*** TASK MATERIAL Section Begins ***

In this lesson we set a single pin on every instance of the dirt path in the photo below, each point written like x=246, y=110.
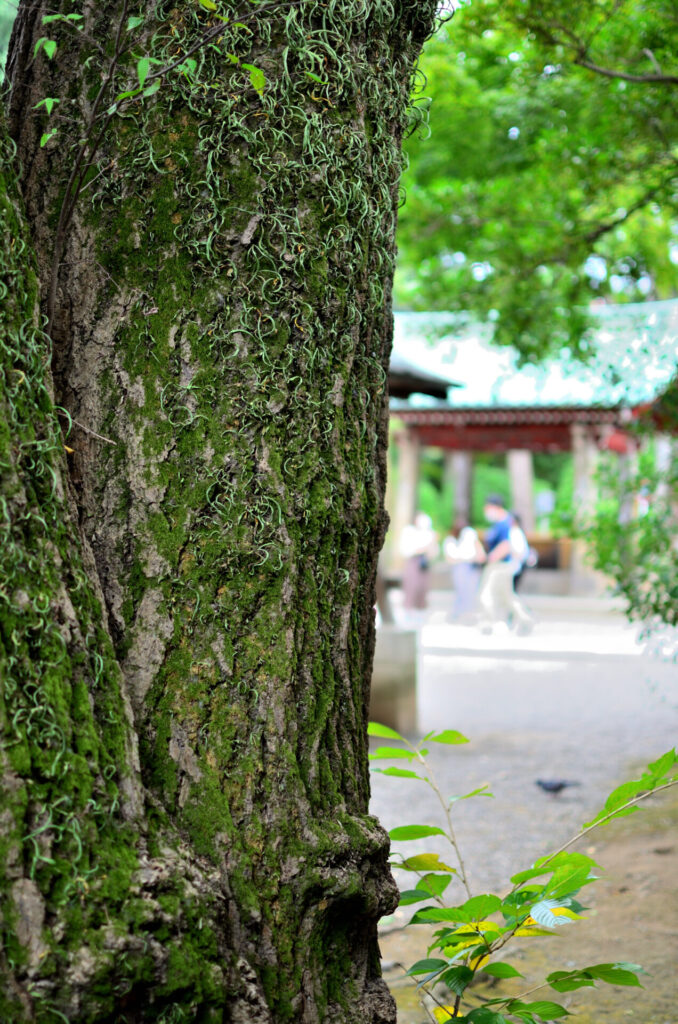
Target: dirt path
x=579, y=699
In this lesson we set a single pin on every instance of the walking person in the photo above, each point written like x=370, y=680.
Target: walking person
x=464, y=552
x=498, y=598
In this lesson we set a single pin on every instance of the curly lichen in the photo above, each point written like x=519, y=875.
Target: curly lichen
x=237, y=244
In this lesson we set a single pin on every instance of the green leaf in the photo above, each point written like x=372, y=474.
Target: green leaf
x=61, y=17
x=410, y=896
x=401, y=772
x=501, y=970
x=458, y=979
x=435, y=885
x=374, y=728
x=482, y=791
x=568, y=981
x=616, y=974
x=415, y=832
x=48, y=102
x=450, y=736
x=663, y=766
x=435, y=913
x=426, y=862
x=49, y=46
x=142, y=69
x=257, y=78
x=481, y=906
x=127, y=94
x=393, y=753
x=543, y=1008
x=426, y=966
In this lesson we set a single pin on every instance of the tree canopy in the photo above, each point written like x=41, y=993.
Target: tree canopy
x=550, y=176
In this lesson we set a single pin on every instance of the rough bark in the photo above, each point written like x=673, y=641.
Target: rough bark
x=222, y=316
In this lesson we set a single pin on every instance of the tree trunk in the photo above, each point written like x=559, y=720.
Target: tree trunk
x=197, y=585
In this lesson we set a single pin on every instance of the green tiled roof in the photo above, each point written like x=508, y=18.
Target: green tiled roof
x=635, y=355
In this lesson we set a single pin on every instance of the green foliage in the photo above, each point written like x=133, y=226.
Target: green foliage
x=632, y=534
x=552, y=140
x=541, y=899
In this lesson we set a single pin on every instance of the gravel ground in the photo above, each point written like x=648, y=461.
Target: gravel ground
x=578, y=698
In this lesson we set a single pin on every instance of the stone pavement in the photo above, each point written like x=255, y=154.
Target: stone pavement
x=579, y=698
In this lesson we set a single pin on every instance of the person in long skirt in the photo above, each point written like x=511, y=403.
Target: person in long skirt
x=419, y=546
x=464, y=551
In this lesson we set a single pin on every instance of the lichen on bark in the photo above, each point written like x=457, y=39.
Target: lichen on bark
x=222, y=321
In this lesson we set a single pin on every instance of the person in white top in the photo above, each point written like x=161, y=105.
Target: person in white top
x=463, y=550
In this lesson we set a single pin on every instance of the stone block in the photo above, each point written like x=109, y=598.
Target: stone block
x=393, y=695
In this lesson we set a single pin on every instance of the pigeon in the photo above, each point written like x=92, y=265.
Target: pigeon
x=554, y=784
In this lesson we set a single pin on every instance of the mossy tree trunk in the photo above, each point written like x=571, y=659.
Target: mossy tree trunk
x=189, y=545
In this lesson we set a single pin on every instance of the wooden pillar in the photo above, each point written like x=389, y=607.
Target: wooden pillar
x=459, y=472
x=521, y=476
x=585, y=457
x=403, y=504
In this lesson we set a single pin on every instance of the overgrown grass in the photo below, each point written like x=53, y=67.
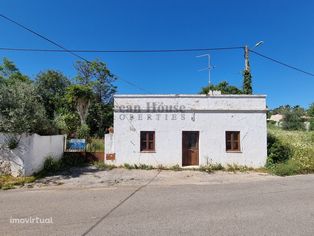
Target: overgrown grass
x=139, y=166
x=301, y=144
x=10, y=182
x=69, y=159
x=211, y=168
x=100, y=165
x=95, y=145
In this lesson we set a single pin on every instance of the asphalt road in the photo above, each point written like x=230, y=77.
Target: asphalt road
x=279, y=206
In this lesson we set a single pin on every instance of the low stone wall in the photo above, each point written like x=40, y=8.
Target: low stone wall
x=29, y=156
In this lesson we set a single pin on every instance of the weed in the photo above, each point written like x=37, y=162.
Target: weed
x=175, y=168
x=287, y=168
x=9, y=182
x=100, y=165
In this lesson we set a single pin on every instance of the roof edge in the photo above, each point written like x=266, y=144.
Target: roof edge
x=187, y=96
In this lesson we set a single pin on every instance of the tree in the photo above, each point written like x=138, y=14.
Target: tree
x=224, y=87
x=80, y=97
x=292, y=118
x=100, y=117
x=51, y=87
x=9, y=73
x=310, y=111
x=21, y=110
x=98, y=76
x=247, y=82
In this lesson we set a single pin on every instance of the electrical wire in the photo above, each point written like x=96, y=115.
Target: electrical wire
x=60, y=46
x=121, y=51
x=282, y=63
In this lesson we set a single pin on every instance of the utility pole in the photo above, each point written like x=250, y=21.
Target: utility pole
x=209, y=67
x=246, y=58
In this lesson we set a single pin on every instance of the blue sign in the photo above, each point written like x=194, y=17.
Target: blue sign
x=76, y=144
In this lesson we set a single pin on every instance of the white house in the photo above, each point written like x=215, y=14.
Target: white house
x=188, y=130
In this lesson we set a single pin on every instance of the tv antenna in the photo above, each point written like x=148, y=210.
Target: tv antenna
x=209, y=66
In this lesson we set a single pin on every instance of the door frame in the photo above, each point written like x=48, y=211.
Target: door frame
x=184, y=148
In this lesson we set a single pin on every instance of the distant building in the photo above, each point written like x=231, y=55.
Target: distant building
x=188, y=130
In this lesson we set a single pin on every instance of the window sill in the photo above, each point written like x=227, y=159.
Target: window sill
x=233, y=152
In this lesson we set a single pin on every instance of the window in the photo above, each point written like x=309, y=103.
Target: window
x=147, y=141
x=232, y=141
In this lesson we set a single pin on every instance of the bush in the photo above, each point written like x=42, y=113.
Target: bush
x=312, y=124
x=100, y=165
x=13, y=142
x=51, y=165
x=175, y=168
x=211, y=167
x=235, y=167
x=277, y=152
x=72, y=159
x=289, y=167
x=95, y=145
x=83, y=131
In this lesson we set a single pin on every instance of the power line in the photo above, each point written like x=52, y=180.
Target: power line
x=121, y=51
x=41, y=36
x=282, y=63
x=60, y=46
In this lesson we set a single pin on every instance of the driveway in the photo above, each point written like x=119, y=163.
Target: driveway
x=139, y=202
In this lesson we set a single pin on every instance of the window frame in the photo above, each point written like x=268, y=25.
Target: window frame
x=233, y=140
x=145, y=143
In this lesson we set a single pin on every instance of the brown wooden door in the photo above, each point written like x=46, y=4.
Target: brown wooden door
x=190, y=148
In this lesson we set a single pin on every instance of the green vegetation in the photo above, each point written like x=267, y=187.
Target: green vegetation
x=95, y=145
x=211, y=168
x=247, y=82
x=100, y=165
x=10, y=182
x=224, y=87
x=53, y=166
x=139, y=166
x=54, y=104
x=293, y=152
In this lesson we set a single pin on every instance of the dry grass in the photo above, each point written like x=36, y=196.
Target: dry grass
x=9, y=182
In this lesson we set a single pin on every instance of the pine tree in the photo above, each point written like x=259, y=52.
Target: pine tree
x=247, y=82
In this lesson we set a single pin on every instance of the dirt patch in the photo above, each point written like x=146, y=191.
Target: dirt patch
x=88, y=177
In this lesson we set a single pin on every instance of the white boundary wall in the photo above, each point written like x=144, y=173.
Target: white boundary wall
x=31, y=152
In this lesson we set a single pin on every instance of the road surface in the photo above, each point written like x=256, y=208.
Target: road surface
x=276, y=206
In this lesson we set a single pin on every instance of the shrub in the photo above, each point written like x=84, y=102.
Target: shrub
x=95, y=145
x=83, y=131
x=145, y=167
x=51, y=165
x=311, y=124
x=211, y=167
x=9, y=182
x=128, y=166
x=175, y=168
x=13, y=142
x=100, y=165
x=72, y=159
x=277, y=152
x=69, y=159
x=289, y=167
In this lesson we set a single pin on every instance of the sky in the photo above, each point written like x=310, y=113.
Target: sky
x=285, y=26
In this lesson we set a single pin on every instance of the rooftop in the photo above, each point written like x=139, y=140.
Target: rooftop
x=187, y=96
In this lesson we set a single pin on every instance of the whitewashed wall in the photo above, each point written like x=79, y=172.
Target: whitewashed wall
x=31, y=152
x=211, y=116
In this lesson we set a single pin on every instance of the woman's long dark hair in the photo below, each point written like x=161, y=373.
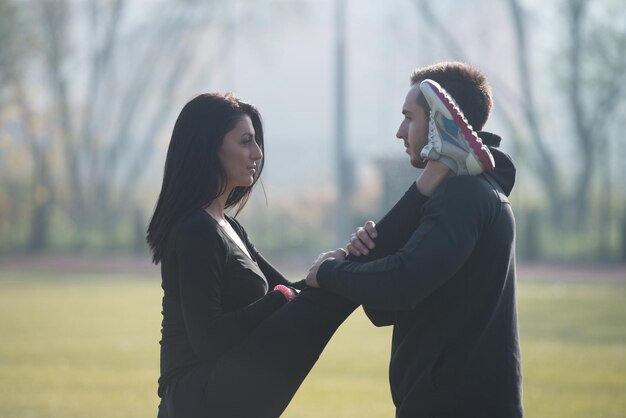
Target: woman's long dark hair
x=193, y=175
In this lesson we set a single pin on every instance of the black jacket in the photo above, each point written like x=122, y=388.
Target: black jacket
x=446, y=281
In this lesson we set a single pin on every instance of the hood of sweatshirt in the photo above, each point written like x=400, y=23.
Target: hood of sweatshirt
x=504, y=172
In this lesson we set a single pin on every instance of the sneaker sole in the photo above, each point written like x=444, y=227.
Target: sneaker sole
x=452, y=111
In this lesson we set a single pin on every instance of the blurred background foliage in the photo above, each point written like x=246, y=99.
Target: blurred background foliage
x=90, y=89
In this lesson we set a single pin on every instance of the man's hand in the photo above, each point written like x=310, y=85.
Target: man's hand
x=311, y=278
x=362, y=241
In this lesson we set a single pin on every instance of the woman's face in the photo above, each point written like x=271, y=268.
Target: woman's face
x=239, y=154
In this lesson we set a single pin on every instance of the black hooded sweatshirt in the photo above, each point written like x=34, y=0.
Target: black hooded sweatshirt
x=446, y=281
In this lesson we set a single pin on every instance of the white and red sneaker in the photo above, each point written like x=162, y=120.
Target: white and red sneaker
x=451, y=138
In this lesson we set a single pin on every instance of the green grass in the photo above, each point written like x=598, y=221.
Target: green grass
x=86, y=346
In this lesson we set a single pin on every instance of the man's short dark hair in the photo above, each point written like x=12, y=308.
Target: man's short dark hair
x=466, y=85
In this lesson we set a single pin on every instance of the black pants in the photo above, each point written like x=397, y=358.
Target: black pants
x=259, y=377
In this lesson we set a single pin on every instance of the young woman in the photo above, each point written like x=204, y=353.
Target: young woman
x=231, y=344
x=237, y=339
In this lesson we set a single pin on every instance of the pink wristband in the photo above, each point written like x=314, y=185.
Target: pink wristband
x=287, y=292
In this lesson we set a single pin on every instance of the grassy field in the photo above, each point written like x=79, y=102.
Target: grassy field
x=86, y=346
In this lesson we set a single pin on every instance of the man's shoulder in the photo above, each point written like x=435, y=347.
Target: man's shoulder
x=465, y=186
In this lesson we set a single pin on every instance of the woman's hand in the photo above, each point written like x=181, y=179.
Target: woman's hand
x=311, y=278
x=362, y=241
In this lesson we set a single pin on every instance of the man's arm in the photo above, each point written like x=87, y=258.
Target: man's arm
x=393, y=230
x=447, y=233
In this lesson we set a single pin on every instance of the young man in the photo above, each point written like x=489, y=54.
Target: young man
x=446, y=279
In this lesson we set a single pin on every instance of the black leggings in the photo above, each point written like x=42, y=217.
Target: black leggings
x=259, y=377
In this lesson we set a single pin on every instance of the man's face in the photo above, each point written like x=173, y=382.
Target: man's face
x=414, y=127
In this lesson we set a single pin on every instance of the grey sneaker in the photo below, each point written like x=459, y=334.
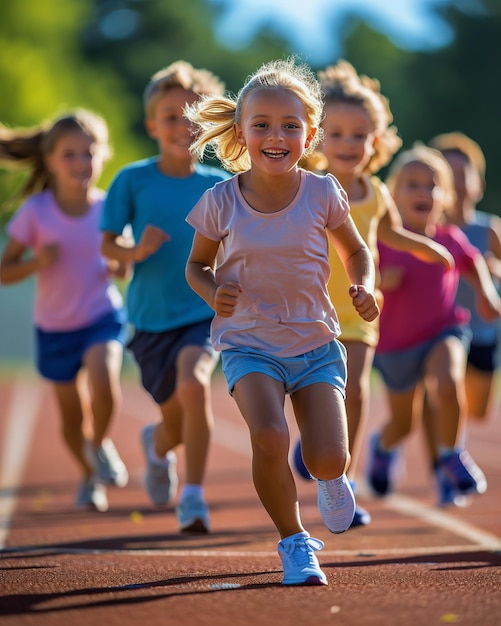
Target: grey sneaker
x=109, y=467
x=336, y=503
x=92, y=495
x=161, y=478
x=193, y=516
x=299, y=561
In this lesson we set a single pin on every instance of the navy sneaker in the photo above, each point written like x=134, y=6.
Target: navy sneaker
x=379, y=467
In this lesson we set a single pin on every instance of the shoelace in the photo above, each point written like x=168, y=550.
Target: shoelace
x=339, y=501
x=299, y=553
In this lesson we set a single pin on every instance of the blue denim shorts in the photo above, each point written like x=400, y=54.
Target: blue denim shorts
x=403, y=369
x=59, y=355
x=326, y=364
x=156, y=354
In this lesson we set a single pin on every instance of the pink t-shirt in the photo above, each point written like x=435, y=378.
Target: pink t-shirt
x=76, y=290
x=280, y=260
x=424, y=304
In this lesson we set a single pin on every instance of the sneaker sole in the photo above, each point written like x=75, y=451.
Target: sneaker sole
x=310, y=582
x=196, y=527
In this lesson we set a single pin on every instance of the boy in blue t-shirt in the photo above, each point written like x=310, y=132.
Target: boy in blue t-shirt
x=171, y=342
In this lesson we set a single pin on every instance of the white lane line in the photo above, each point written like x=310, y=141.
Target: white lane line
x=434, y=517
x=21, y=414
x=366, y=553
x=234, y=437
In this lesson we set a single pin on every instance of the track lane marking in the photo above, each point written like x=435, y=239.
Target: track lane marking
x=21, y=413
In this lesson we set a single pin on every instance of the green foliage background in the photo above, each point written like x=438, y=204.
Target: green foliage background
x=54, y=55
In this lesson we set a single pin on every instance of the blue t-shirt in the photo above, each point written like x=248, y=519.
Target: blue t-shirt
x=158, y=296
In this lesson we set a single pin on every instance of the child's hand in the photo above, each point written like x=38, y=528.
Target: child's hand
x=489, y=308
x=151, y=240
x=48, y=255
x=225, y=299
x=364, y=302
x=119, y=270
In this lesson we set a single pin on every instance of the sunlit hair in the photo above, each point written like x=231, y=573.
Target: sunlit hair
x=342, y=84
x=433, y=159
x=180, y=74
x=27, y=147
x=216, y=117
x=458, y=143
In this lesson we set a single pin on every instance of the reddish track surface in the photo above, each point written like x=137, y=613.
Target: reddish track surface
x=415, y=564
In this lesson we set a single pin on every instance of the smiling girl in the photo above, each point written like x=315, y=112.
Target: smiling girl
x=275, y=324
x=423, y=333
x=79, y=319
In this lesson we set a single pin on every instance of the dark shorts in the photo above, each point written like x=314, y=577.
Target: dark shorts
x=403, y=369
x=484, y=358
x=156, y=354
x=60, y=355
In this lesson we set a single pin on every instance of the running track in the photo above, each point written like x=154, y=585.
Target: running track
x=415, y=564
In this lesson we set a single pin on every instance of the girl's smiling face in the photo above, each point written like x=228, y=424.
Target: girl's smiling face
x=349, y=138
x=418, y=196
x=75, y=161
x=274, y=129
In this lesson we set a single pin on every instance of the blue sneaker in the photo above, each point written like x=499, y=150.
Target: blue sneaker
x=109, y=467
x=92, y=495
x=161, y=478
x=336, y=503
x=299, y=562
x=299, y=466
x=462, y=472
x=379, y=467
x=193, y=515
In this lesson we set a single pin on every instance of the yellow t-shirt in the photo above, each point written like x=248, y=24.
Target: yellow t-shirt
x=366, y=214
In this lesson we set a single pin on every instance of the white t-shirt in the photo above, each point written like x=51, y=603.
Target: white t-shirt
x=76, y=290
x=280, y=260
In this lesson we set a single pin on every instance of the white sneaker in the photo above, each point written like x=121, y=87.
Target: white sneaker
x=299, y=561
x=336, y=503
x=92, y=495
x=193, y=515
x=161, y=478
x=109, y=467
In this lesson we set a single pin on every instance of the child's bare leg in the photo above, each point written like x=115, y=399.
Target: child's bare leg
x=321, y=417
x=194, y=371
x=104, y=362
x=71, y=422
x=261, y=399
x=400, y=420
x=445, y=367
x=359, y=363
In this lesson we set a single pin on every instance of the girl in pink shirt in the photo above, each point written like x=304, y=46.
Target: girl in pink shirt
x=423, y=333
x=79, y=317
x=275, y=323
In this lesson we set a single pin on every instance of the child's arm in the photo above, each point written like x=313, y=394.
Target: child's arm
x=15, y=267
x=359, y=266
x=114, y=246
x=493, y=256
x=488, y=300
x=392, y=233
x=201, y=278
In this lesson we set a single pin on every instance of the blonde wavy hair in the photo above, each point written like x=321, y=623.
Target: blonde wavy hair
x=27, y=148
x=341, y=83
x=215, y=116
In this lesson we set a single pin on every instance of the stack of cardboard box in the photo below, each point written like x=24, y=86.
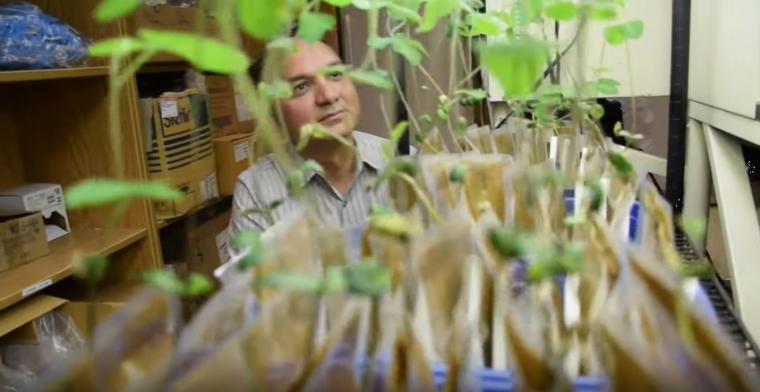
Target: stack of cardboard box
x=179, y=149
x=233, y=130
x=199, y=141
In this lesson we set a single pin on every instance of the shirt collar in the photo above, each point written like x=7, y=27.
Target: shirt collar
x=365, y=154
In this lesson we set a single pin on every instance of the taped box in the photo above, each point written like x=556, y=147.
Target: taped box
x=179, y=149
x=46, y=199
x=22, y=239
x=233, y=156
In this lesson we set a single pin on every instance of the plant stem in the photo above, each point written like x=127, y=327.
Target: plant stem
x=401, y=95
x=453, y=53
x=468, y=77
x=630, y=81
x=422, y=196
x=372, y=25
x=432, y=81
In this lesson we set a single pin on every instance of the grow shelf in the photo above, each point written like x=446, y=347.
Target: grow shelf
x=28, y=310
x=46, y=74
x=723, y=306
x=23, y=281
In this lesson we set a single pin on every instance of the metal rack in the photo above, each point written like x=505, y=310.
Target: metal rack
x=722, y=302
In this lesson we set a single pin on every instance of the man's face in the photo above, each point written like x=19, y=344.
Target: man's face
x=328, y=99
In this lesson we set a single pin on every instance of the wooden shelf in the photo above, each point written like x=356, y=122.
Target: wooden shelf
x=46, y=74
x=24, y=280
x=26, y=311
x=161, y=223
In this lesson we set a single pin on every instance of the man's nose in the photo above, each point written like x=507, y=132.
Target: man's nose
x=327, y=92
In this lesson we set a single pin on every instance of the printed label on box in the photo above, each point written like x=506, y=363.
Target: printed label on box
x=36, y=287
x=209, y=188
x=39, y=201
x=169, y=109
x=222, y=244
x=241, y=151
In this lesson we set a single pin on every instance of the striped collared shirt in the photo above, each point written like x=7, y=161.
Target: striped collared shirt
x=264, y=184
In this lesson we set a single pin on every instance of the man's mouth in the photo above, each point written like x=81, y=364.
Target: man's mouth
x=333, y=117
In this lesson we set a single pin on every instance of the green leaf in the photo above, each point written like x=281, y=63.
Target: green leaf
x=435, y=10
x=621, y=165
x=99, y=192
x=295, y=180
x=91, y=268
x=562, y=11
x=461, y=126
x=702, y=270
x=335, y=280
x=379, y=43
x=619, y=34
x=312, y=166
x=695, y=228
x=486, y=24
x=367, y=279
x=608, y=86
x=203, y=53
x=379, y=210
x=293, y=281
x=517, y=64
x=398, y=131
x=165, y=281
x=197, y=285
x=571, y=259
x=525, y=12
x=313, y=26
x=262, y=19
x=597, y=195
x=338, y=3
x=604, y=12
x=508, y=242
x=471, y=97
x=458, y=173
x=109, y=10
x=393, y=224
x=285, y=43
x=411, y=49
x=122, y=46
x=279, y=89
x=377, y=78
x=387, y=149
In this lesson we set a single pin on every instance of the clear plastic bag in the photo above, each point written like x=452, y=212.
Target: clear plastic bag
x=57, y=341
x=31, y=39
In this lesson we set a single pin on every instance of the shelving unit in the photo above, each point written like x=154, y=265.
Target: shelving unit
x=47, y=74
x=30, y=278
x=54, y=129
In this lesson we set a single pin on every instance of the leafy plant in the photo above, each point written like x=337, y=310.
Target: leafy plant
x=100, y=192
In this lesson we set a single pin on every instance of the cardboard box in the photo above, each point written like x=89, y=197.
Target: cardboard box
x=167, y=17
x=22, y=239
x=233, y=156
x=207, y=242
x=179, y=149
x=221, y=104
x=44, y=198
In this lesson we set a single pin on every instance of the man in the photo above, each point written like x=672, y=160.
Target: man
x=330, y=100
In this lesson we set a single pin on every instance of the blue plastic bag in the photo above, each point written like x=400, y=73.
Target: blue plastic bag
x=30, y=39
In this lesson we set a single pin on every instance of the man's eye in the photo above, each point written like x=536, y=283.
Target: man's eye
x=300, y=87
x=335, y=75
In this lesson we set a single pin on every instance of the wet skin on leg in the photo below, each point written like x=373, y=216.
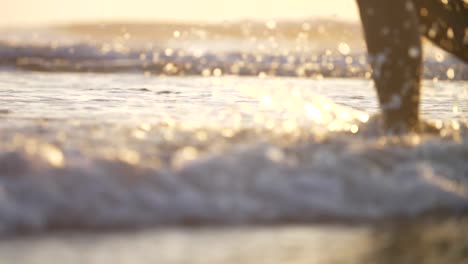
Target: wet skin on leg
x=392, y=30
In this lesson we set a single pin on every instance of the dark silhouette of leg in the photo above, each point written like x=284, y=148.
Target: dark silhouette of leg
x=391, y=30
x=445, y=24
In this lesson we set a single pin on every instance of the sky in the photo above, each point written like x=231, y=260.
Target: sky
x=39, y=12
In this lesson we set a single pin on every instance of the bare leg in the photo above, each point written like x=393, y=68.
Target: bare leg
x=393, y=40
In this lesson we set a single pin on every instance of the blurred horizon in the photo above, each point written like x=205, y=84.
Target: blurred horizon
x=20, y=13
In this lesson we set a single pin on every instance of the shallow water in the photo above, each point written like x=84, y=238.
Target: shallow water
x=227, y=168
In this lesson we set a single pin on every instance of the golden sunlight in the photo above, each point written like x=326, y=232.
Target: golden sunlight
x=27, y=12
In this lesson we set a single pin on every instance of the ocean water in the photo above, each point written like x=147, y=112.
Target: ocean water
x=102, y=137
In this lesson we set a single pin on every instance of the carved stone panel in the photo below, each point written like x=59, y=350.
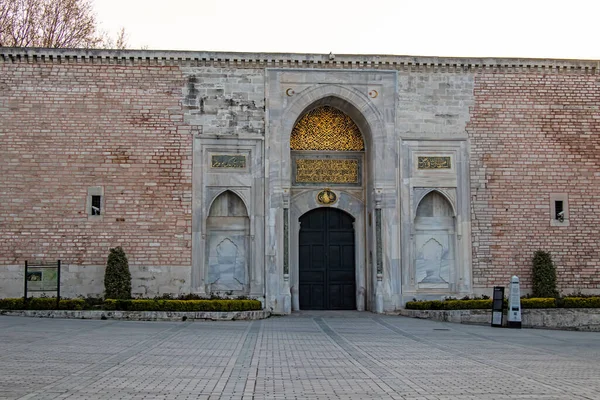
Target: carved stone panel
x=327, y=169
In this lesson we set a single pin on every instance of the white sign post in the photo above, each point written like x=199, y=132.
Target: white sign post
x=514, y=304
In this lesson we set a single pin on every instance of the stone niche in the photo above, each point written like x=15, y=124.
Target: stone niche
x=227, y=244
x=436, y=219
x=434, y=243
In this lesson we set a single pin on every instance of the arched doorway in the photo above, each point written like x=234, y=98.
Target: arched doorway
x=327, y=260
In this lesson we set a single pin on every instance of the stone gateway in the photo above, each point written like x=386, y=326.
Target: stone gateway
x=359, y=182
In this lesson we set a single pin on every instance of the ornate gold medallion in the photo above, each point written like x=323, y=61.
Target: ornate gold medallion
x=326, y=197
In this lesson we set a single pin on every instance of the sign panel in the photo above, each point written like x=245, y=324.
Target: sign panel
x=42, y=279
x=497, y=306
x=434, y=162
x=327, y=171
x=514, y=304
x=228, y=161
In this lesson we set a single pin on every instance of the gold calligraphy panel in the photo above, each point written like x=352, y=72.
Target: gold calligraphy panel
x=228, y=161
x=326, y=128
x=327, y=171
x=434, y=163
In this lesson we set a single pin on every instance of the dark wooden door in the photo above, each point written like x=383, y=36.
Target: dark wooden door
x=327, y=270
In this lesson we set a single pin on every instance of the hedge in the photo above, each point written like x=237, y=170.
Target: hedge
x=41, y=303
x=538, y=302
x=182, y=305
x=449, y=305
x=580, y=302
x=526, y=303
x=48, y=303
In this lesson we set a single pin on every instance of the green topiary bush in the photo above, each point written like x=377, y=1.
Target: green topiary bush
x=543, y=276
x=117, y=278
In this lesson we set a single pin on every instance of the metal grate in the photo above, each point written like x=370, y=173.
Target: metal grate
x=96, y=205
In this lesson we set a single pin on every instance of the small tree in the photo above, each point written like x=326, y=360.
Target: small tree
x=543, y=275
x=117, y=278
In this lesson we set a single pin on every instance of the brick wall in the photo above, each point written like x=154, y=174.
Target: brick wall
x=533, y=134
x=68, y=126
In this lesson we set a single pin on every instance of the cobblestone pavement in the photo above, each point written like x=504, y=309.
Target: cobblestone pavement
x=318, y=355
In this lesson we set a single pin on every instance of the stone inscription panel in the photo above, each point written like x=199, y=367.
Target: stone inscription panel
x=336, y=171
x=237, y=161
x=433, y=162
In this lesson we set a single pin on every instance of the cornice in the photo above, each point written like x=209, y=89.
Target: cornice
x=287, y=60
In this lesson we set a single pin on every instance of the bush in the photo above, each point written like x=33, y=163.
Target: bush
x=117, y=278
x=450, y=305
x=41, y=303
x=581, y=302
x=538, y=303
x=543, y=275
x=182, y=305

*** TASK MATERIAL Section Ends ***

Find all lines in the records that hold the word "below". Copy them.

§ OUTPUT FOR THIS EXERCISE
In this lesson we set a single pin on every instance of the dirt path in the photo below, each point written like x=246, y=110.
In this lesson we set a single pin on every instance of the overgrown grass in the photo below, each point written like x=53, y=67.
In this lesson we set a single pin on every instance of the woman's long dark hair in the photo below, each point written like x=161, y=373.
In this lesson we set a single pin on every instance of the grey sneaker in the photo below, each point written like x=459, y=334.
In this lesson we set a single pin on every instance of the stack of cardboard box in the photo below, each point written like x=24, y=86.
In this lesson we set a single pin on every instance of the wet skin on leg in the photo below, each point written like x=373, y=216.
In this lesson we set a single pin on every instance of the carved stone panel in the photo below, each point written like x=59, y=350.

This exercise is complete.